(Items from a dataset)

※ ※ ※

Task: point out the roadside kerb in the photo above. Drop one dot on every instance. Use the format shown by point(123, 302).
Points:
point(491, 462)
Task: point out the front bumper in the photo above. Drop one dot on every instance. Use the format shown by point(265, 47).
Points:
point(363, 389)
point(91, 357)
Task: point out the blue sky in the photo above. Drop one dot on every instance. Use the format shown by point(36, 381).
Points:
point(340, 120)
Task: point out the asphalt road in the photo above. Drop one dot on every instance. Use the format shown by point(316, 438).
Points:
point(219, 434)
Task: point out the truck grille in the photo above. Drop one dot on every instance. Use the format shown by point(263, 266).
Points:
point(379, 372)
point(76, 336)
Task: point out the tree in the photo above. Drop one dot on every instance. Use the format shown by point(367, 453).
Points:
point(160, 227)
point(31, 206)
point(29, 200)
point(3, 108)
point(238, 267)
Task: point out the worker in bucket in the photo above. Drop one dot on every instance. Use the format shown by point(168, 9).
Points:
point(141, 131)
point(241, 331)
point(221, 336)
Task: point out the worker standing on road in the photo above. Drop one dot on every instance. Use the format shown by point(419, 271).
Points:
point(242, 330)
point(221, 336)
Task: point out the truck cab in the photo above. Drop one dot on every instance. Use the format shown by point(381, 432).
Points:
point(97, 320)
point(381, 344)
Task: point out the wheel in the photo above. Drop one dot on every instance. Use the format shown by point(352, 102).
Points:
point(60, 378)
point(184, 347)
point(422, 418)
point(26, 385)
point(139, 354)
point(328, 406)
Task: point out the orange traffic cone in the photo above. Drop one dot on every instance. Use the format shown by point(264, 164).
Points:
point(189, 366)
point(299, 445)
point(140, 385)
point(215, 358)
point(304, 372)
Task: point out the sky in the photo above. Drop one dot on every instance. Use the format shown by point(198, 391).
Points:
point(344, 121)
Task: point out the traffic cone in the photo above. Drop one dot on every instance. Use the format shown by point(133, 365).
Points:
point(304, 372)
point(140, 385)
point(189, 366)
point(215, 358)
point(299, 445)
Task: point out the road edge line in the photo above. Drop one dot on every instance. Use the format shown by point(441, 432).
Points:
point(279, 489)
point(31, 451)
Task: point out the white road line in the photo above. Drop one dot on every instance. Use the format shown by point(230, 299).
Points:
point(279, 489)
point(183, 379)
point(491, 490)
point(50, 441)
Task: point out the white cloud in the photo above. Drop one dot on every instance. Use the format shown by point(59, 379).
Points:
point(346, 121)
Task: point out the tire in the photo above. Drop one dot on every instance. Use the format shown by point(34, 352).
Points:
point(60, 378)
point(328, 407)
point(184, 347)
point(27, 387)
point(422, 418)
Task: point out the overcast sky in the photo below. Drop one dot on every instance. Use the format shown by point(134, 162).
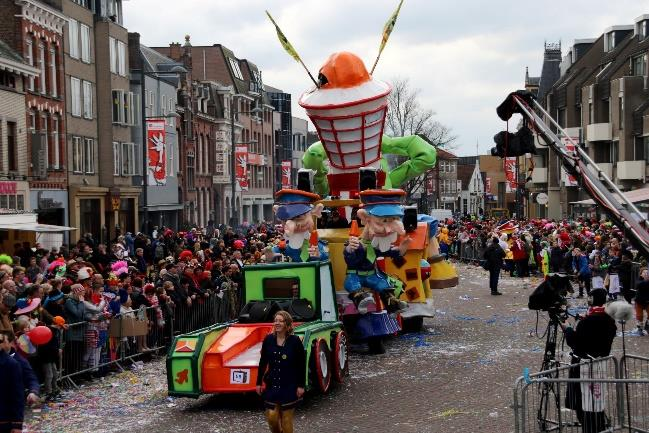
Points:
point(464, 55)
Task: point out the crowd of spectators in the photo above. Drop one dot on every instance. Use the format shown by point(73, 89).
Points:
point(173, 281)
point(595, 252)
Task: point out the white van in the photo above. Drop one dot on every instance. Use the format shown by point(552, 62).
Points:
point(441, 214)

※ ※ ※

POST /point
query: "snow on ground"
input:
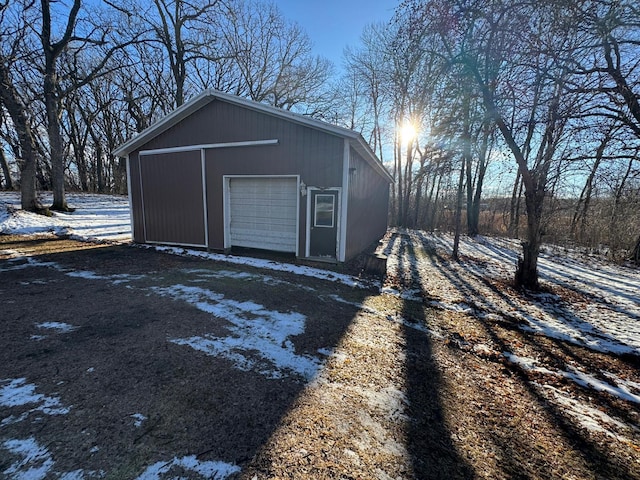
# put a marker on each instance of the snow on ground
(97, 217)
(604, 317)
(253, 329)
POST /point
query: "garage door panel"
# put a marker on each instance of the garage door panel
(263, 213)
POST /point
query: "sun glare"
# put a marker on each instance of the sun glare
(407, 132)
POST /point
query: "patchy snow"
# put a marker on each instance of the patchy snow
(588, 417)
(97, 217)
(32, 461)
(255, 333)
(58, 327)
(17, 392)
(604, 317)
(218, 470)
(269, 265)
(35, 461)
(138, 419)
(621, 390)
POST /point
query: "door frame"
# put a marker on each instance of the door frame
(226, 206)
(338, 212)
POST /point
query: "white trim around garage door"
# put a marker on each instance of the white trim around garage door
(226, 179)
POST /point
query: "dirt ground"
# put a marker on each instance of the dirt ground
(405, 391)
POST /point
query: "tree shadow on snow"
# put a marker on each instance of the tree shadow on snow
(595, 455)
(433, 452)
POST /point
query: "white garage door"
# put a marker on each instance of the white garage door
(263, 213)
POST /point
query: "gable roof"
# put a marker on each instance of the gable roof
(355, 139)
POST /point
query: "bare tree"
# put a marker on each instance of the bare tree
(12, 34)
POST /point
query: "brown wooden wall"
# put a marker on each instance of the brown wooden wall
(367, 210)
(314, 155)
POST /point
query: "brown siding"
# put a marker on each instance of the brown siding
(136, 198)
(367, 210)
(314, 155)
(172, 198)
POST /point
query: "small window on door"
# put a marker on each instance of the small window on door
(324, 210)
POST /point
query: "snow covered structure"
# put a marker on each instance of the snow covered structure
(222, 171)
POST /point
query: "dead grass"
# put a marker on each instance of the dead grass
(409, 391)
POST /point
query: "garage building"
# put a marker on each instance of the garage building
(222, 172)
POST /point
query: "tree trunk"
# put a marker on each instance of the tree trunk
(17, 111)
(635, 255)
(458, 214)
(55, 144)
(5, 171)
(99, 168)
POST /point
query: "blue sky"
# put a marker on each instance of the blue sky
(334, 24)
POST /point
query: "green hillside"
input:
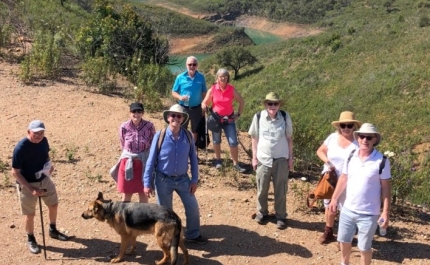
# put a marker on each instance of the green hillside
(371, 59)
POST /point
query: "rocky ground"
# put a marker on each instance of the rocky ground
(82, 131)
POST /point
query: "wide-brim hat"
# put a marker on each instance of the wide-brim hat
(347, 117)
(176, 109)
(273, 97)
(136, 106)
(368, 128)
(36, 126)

※ ※ ※

[What is expected] Report every line of the records that contains the word "truck".

[Response area]
Task: point out the truck grille in the photo above. Drop one dot on every instance. Use the format shown by point(263, 266).
Task: point out the truck cab in the photo above. Drop one dot on every instance. Use the format shown by point(381, 432).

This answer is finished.